Once the line with "Target: power line" is found in the entries below, repeat it and each following line exactly, up to and including the line with "Target: red reflector". Add no other lines.

___ PROVIDED MATERIAL ___

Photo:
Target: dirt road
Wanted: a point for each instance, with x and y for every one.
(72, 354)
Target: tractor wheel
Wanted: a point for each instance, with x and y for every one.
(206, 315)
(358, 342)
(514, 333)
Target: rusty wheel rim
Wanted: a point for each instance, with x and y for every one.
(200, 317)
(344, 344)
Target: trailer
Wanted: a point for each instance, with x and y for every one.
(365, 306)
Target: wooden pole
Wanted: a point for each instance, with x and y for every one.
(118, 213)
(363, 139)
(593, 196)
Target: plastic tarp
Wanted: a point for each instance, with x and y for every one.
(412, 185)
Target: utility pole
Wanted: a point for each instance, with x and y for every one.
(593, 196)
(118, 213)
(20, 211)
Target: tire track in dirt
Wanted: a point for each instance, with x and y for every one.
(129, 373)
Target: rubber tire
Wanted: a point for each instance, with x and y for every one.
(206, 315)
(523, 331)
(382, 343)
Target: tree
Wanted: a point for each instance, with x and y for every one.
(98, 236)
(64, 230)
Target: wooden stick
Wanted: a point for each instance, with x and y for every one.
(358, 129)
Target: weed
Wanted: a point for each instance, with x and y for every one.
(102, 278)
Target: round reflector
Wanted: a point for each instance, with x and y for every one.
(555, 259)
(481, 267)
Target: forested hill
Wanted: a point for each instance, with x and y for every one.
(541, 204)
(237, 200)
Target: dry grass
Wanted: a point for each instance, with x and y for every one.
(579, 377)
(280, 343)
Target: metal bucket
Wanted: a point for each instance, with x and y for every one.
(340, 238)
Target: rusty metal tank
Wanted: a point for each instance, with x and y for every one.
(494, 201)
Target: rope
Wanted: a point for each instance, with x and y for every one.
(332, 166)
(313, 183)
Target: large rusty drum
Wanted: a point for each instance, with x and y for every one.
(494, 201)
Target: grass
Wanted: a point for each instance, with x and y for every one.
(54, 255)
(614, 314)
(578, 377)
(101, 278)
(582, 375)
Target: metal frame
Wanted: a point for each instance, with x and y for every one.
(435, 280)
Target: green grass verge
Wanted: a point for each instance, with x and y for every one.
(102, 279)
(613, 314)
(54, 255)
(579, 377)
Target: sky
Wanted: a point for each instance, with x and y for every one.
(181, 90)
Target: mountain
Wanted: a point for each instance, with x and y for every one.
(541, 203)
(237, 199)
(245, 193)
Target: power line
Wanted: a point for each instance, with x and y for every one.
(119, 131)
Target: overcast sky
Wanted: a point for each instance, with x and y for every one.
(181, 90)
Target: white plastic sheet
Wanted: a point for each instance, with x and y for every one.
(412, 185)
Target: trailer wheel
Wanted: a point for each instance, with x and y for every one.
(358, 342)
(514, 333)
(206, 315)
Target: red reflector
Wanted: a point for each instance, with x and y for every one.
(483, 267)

___

## OUTPUT FOR THIS EXERCISE
Target: power line
Wanted: a point for each instance, with x and y for every one.
(119, 131)
Target: overcast sky
Wanted: a point for each instance, with x and y for every one.
(181, 90)
Target: white plastic sheet
Wanted: a point for each instance, with x and y for every one.
(412, 185)
Target: trailer wheel
Wanted: a point for each instance, with x and y for every one.
(358, 342)
(514, 333)
(206, 315)
Target: red reflector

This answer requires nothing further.